#### [Task prompt]
Among the lines below, take the one holding "[308, 286], one", the one holding "[325, 237], one", and all lines between them. Set them down exactly.

(Point-per-instance localization data)

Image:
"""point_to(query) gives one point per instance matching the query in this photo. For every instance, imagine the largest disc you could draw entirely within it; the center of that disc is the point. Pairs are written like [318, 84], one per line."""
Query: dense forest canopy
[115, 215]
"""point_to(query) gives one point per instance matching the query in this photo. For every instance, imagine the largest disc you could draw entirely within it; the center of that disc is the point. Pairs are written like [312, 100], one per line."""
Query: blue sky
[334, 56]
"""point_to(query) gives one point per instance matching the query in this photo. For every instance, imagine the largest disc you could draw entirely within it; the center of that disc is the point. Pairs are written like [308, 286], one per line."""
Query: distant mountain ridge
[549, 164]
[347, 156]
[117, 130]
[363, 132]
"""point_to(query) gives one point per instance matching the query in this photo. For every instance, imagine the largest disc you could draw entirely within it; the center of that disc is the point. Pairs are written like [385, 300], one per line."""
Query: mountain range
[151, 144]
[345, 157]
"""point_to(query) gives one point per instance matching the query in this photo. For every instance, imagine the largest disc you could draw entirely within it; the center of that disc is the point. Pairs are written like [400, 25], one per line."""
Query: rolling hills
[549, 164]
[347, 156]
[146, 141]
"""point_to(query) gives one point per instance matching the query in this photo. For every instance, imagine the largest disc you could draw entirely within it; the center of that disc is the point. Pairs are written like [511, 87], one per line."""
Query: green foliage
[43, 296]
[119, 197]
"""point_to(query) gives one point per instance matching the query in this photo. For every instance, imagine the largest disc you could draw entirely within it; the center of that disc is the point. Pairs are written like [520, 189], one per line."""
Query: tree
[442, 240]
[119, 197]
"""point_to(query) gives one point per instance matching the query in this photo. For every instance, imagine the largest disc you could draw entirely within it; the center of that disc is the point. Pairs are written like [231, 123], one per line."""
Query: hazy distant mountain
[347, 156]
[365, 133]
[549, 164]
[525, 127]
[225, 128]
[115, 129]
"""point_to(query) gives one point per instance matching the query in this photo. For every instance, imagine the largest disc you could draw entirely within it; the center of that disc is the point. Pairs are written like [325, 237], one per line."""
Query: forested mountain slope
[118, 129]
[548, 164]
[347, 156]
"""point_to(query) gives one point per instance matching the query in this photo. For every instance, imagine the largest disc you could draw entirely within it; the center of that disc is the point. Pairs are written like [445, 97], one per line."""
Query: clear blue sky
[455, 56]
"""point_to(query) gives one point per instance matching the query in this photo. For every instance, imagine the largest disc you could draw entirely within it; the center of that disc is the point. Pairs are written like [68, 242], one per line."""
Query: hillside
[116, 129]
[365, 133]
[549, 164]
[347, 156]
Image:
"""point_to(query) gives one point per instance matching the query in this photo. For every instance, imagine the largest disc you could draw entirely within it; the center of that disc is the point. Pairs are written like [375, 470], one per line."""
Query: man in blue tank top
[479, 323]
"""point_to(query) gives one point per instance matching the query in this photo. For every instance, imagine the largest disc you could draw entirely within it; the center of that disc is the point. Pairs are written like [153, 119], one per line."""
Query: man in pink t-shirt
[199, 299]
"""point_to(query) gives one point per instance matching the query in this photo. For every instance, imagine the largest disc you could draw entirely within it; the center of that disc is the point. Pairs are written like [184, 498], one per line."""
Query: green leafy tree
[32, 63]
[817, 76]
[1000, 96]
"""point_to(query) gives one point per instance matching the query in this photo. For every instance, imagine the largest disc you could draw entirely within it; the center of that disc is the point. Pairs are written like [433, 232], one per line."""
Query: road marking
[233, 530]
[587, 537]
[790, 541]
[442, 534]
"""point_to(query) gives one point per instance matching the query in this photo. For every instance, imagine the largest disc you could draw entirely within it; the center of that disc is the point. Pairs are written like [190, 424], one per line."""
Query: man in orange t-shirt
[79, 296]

#### [Output of the exercise]
"""point_to(query) gives one point per instance matching the query in this photo. For every instance, imagine the largest disc you could draw entirely within it; the center of that disc is the point. Pairs are written like [308, 286], one per line."""
Query: distant mountain ridge
[549, 164]
[347, 156]
[117, 130]
[363, 132]
"""point_to(query) gives one point per instance matching the query in this photo. For every instance, imagine the largest disc you could draw entirely within it; the center of that disc is the point. Pairs are written like [385, 300], one per line."""
Query: mountain range
[151, 144]
[345, 157]
"""point_to(query) gives one point per instance matching the query in this photo. For every instance, imagine the largest disc you could draw entirely within it; the center of that disc is the point. Pairs are written like [400, 25], one per line."""
Query: rolling hills
[549, 164]
[347, 156]
[146, 141]
"""point_to(query) gives one point per instance matching the query in this photo. For every instance, imagine the largest disc you could draw entirely within it; the center of that disc is the point. Pairs are written like [511, 87], one per line."""
Query: green foliage
[43, 296]
[119, 197]
"""point_to(query) gives one point per instance matching the query in this photo. For every instance, imagine the largest disc you could draw entirely within it; the center of that disc is the point. Pairs are written like [520, 189], one per line."""
Query: tree
[442, 240]
[119, 197]
"""point_to(query) gives one point per instance matching the query in this photo. For every instance, imagine the largest disc you could draw entirely within it; the center of that disc is the point. Pairs are written like [231, 123], one per line."""
Query: hazy distant mountain
[347, 156]
[365, 133]
[549, 164]
[525, 127]
[225, 128]
[115, 129]
"""point_to(query) gives one point per instance matching the query in this photo. For every instance, imagine the largest disc you could draw entirely within it; the center of that disc is the point. Pairs are written like [325, 237], one per line."""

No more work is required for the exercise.